TEXT PASSAGE:
━━━━━━━━━━━━━━━━
Since December 2006, the UniProt-GOA and Ensembl Compara teams have used the gene orthology data obtained from Ensembl Compara to project GO terms from a source species onto one or more target species. More information about the Compara homology method can be found here .
Originally, this method supplied annotations to proteins from vertebrate species. For this pipeline, only one to one and apparent one to one orthologies are used, and only manually annotated GO terms with an experimental evidence type of either IDA, IEP, IGI, IMP or IPI are projected. No annotations with a 'NOT' qualifier are projected and annotations to the GO:0005515 protein binding term are also not projected. GO annotations created using this technique receive the evidence code 'IEA' (Inferred from Electronic Annotation).
Since August 2011 a new pipeline using Compara orthologies has been created by the Ensembl Plants and Gramene groups that projects GO terms between plant species. One to one, one to many and many to many orthologies are used but annotations are only projected between orthologs that have at least a 40% peptide identity to each other. Only GO annotations with an evidence type of IDA, IEP, IGI, IMP or IPI are projected, no annotations with a 'NOT' qualifier are projected and annotations to the GO:0005515 protein binding term are not projected. Projected GO annotations using this technique also receive the evidence code IEA.
All projections and the resulting annotations are updated monthly.
━━━━━━━━━━━━━━━━
DATASET RECORDS:
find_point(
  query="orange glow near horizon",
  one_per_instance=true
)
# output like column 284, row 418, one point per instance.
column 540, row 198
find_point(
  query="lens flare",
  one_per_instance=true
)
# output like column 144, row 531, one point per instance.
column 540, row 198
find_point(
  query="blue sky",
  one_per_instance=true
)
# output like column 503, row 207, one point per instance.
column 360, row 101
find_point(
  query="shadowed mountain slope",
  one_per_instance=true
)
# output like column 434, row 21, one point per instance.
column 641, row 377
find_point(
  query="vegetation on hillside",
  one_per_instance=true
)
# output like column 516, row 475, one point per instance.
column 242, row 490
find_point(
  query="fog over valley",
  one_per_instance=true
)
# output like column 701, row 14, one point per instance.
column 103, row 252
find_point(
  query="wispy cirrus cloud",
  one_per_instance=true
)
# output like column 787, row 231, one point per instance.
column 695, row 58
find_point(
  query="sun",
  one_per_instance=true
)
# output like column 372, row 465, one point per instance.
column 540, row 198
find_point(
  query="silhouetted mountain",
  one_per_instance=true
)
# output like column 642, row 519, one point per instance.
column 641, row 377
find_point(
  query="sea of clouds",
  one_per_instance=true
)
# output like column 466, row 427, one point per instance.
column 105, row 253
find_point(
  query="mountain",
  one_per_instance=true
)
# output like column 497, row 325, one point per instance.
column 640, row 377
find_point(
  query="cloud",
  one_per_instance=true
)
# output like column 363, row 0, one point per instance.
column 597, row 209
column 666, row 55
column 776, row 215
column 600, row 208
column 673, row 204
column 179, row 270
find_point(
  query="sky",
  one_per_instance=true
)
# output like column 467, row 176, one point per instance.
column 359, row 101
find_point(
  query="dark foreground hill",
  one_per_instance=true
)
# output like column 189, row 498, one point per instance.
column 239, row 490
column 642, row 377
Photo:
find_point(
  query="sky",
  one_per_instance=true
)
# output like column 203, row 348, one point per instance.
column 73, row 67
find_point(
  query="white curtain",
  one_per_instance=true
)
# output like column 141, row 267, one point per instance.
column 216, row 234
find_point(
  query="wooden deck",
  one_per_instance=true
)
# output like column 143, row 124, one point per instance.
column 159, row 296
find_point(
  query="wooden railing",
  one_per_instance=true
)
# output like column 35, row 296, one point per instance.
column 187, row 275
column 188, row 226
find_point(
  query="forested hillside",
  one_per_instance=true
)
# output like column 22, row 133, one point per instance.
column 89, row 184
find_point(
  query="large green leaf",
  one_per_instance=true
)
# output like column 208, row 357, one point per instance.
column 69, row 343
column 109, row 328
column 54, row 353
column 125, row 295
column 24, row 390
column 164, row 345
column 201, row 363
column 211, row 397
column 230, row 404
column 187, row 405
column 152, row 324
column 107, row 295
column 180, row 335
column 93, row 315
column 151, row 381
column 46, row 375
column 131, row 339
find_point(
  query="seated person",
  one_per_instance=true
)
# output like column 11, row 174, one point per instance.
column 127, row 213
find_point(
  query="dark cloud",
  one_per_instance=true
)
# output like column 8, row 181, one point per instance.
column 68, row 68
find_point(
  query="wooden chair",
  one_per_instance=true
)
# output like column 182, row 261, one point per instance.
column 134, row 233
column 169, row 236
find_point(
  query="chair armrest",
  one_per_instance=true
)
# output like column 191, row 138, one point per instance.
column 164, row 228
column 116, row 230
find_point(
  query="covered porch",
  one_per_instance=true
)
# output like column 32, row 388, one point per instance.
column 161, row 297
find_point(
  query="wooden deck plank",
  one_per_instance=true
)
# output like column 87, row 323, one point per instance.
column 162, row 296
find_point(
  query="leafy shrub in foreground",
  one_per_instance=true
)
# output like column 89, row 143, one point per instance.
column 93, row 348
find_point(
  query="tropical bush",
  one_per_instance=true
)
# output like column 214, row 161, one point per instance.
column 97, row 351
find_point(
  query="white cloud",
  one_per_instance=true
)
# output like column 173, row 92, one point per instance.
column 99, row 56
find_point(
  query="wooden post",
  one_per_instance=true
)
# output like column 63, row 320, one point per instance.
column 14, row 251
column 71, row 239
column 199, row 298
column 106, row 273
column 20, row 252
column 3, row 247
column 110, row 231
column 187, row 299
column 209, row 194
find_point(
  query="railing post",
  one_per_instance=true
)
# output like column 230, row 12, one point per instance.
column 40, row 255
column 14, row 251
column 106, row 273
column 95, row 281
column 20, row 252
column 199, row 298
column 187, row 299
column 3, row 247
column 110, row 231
━━━━━━━━━━━━━━━━
EXERCISE OBJECTIVE:
In the text on GO term projection above, what minimum peptide identity must orthologs share for annotations to be projected between plant species?

RESULT:
At least 40% peptide identity.